[RECORDS FOR THIS TASK]
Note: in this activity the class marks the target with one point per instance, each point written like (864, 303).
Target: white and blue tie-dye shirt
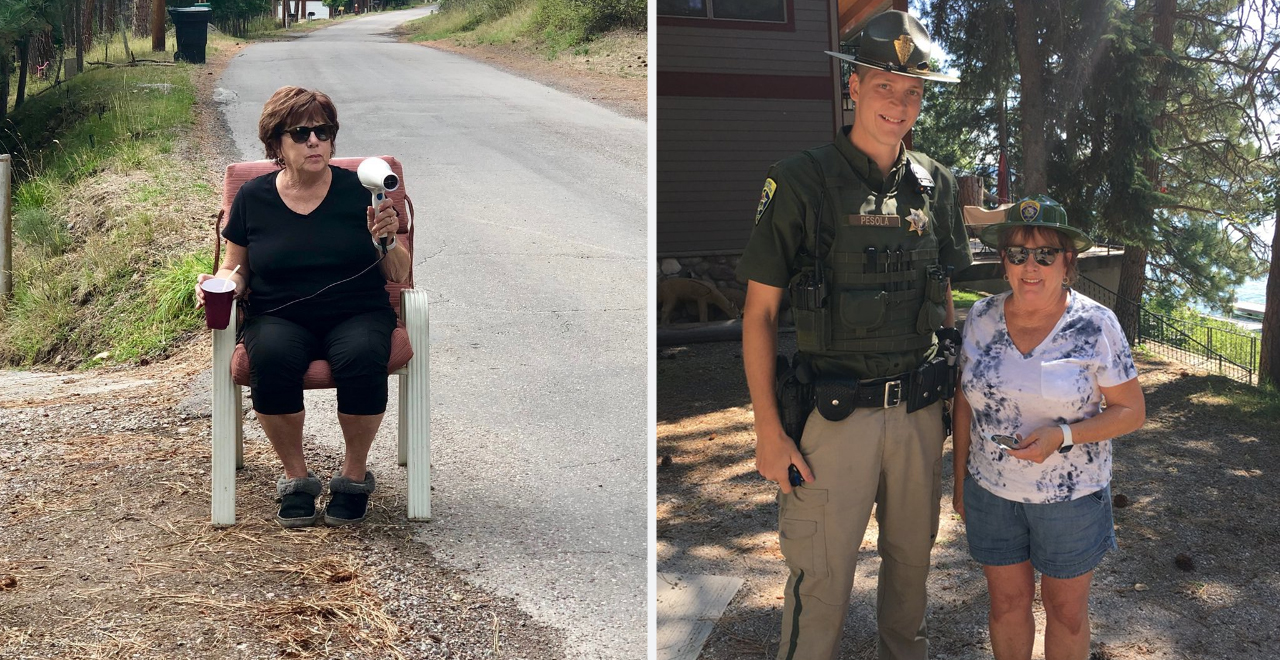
(1056, 383)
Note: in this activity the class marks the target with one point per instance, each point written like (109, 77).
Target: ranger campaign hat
(1036, 211)
(896, 42)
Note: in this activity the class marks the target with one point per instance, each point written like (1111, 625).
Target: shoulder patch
(766, 196)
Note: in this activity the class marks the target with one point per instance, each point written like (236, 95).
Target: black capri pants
(357, 348)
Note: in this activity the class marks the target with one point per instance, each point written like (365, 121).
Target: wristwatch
(1066, 439)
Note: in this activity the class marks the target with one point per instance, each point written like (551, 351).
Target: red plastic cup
(218, 302)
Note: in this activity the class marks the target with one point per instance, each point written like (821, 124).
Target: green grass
(104, 212)
(965, 298)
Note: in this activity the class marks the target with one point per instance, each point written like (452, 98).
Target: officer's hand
(1040, 444)
(775, 453)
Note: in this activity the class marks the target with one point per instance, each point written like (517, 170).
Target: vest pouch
(863, 311)
(933, 310)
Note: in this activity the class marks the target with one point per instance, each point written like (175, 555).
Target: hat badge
(904, 46)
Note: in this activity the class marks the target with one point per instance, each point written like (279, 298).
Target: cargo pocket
(801, 534)
(937, 499)
(863, 311)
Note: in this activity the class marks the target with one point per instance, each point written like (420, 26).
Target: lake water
(1256, 290)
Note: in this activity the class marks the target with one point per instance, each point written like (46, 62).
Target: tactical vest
(873, 284)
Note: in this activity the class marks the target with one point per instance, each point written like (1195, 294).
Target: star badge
(919, 221)
(904, 46)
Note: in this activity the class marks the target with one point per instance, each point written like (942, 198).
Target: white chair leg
(240, 429)
(402, 426)
(419, 404)
(223, 479)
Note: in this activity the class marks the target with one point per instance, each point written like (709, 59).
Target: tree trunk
(1133, 269)
(23, 62)
(5, 72)
(1033, 124)
(80, 36)
(1269, 358)
(86, 23)
(1133, 279)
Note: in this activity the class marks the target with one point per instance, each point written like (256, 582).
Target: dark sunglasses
(300, 134)
(1045, 256)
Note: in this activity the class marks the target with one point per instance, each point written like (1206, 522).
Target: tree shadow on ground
(1200, 480)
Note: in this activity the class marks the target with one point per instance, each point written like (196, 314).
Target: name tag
(874, 220)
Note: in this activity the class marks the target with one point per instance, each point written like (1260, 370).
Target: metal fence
(1226, 352)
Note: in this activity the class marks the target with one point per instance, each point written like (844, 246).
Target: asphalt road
(531, 243)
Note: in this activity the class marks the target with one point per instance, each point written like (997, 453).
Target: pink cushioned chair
(231, 365)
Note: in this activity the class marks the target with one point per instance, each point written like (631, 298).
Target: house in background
(741, 85)
(314, 10)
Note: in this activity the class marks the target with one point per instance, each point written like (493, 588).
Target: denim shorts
(1063, 539)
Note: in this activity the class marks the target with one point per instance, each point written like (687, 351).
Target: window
(767, 10)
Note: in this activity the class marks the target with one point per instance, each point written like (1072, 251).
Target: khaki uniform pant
(876, 455)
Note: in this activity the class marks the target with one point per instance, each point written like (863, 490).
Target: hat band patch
(904, 46)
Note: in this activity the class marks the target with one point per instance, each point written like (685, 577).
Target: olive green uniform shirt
(780, 246)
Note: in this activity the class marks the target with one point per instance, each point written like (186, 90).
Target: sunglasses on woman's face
(1045, 256)
(300, 134)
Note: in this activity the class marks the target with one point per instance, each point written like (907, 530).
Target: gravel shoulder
(612, 72)
(1193, 577)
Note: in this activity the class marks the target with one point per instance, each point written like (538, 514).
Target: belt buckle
(894, 386)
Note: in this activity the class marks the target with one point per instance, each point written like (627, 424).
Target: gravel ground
(1196, 491)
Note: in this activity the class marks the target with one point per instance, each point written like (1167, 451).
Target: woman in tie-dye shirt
(1037, 365)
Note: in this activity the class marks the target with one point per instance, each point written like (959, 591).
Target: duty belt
(919, 388)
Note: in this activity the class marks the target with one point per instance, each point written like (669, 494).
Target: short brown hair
(1024, 233)
(287, 108)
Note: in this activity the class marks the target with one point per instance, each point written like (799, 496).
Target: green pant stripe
(795, 619)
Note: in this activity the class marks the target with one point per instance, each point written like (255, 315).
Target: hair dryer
(376, 175)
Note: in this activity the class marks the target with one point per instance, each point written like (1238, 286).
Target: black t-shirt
(293, 256)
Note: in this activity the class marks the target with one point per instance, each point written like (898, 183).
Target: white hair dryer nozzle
(376, 175)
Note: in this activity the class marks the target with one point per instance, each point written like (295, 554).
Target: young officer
(864, 234)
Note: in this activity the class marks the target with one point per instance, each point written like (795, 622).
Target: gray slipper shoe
(348, 500)
(297, 498)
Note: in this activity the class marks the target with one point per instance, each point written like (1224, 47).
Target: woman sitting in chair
(307, 247)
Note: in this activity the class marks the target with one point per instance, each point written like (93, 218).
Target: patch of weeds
(112, 284)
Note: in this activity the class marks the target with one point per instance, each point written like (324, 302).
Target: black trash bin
(191, 26)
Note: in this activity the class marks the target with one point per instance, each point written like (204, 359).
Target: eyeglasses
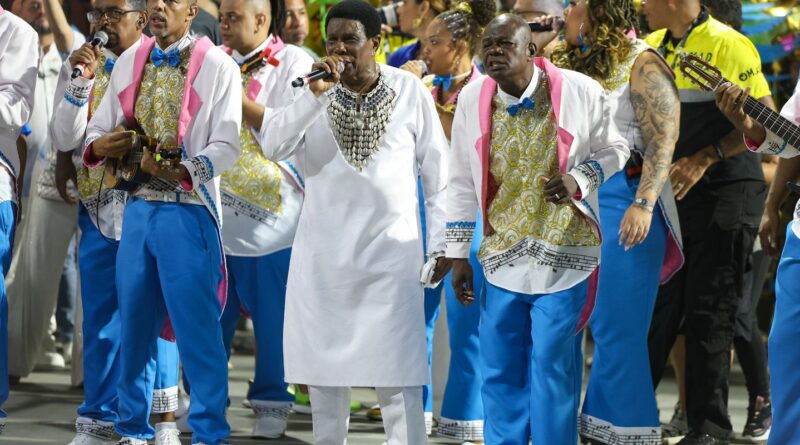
(112, 15)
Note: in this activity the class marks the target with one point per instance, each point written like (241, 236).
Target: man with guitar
(720, 191)
(261, 201)
(185, 94)
(766, 132)
(100, 220)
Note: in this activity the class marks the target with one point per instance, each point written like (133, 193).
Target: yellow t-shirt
(721, 46)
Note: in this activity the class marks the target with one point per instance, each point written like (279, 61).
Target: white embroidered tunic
(354, 302)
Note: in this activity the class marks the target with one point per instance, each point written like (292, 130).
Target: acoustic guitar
(125, 173)
(709, 78)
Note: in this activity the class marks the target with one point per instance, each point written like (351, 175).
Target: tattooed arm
(655, 101)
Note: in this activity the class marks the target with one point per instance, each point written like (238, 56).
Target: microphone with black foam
(317, 74)
(546, 27)
(100, 40)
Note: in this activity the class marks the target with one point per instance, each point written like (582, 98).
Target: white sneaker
(183, 406)
(49, 361)
(167, 433)
(428, 423)
(183, 424)
(85, 439)
(131, 441)
(67, 352)
(93, 432)
(271, 419)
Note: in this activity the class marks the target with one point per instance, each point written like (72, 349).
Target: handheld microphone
(315, 75)
(424, 67)
(100, 40)
(542, 27)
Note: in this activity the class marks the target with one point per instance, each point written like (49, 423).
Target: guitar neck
(773, 121)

[WORK ITEM] Set down the material above as is, without any pictures.

[ANSWER]
Note: in this activity the class marks the target with one point per instance, each point written like (864, 303).
Target: white and blue tie-dye shirt
(1056, 383)
Note: in this activity the class marks the target with one point per instance, each point written like (109, 77).
Target: ranger campaign hat
(1036, 211)
(896, 42)
Note: in this activity the class marks the target with one point per instance, each point written like (1111, 625).
Target: shoulder patch
(766, 196)
Note: in this activity the class marks the target with one point per instance, each point written like (236, 95).
Target: black capri pants
(357, 348)
Note: in this activity the class marks the target with one point per instance, each point written like (365, 121).
Target: wristwatch
(1066, 439)
Note: in this activity the class marks the target with one point per instance, each point written like (551, 351).
Target: red plastic cup
(218, 302)
Note: in this activity the class marks the target with one point per instance, each point written like (821, 124).
Target: green grass
(104, 212)
(965, 298)
Note: in this activity the class marks the target with one point per instance, each point written like (452, 98).
Target: officer's hand
(1040, 444)
(775, 453)
Note: in this activity the class marks the target with one point per instance, each point written like (517, 170).
Target: vest pouch
(863, 311)
(933, 310)
Note: in this activity the class marks the target with one point per instance, each point written like (175, 555).
Target: hat badge
(904, 46)
Note: in this activity the class marks the target with one point per instance, each point written like (279, 298).
Target: cargo pocket
(801, 534)
(937, 499)
(863, 311)
Note: in this activity the class marks the target with one point per instance, each point written like (420, 26).
Target: lake water
(1256, 290)
Note: in this activity the class marks the target with one point per instance, each point written like (46, 62).
Target: tactical vest
(873, 284)
Note: in this activity the class marks the target with one point per instance, each point written like (1195, 294).
Target: star badge
(919, 221)
(904, 46)
Note: in this activity the class marks the target with one point per instance, each point written like (942, 198).
Target: white chair leg
(240, 429)
(402, 426)
(419, 404)
(223, 479)
Note: in this activity the class marks the target with one point per instance, each point written like (709, 59).
Target: tree trunk
(1133, 269)
(23, 62)
(5, 72)
(1033, 124)
(80, 36)
(1269, 358)
(86, 23)
(1133, 279)
Note: in this activity the class marks the target with one point per instance, each point written like (256, 582).
Target: dark sunglasses
(300, 134)
(1045, 256)
Note: in this activity the class marks the target with one point per instance, each point written like (1206, 522).
Target: tree shadow on ground
(1200, 480)
Note: in this activity the class marks the target with one point per instance, each point written like (196, 314).
Target: name tag
(874, 220)
Note: in this activity the class marks the target with one point per instance, each point written like (1260, 370).
Target: metal fence
(1226, 352)
Note: in this activity the class marks the target with one point per instance, each point written like (844, 246).
Target: asphalt road
(531, 243)
Note: in this activity the class marks the target with one point per instance, each point written like (997, 453).
Target: pink cushioned chair
(231, 365)
Note: in this activity the class marks the target with one point per instance, each point written like (631, 298).
Target: house in background
(741, 85)
(314, 10)
Note: in this activity the class marks the target with one point per instance, each point written like (493, 588).
Target: denim shorts
(1063, 539)
Note: in this activity the class marks the target with one point per instance, each point written like (687, 351).
Target: window
(767, 10)
Note: in this activity the class marks the target with one point per instance, each point written like (1072, 251).
Target: khaki uniform pant
(876, 455)
Note: in this activity the class marks the target with one point per instance, each point written like (863, 490).
Target: hat band patch
(904, 46)
Note: in this activity the class marks the target with one point per instance, each point written like (685, 577).
Target: olive green uniform shirt
(780, 246)
Note: in this activity the class marks the target with one point per instance, each point written like (186, 90).
Target: sunglasses on woman's face
(1045, 256)
(300, 134)
Note: in this activity the class marks the target with one point per instance, each point written like (907, 530).
Target: gravel shoulder
(612, 72)
(1193, 577)
Note: in this activity the class marks the target with one point per instance, each point written like (538, 514).
Target: belt buckle
(894, 386)
Note: in this activity the class marks the target with one point per instance, each point written like (627, 424).
Target: gravel ground
(1196, 491)
Note: in this activity the class marks the target with one point per instance, each point written like (1167, 451).
Target: woman in tie-dye shirt
(1037, 365)
Note: in this activity the class marks the target with one point per instance, each point written like (959, 591).
Target: duty belt
(919, 388)
Note: in this activity the class marks the target with one point per instance, each point written like (669, 494).
Target: short brown hair
(1024, 233)
(287, 108)
Note: in this activity the class marks the target with one point per instance, each point written like (799, 496).
Target: green pant stripe
(795, 619)
Note: in this activity the class marks the target with one point per instance, each point written like (255, 315).
Target: hair dryer
(376, 175)
Note: in this activity the class marks the target with one point per instance, each point written like (1238, 286).
Target: black t-shirt
(293, 256)
Note: in this activity the class marks the target with one point per instance, each point written like (898, 183).
Target: white hair dryer nozzle
(376, 175)
Note: in this activity the class marks the target with one point per instance, each point written like (295, 554).
Target: young officer
(864, 234)
Note: in this activity the class marks the target with one point per instance, each point written like (795, 622).
Target: gray slipper shoe
(348, 500)
(297, 498)
Note: in this activity the class marks the target with one point per instance, each point written like (1224, 47).
Target: woman sitting in chair
(307, 247)
Note: in this activity the class marks the target with one point per instance, each point written like (93, 218).
Target: patch of weeds
(112, 284)
Note: in this activity the class marks the target with one point per instance, each point written like (324, 302).
Target: black trash bin
(191, 26)
Note: in this activity the class marks the target with one point per instance, each point written like (204, 359).
Target: eyeglasses
(112, 15)
Note: in this activity the class marks the target with one point per instance, each point written like (241, 236).
Target: man with guitar
(720, 191)
(261, 201)
(185, 94)
(766, 132)
(100, 220)
Note: in this activity the class marks the target with one point per instance, each point written like (133, 193).
Target: yellow t-shirt
(721, 46)
Note: in this activity the class marks the target with one point per instance, each point written like (279, 61).
Target: white embroidered tunic
(354, 302)
Note: in this activity the class marks the target with one point per instance, each point written like (292, 130).
Target: acoustic guitar
(125, 173)
(709, 78)
Note: in this activity the class marks the target with one point per instance, each point written like (351, 175).
Target: tattooed arm
(655, 101)
Note: in this activity the class marks the target with one point per instance, each point written like (238, 56).
Target: microphone with black foam
(317, 74)
(546, 27)
(100, 40)
Note: in this activity the class marks the target with one point per instance, each point written like (582, 98).
Target: white sneaker
(183, 406)
(49, 361)
(167, 433)
(428, 423)
(183, 424)
(85, 439)
(131, 441)
(67, 352)
(93, 432)
(271, 419)
Note: in this activity the class marks the target with one point per instance, each point written like (72, 349).
Target: handheld microphone
(315, 75)
(424, 67)
(100, 40)
(542, 27)
Note: in this activity the class marks the target with one point per instance, each point written like (49, 423).
Target: guitar neck
(773, 121)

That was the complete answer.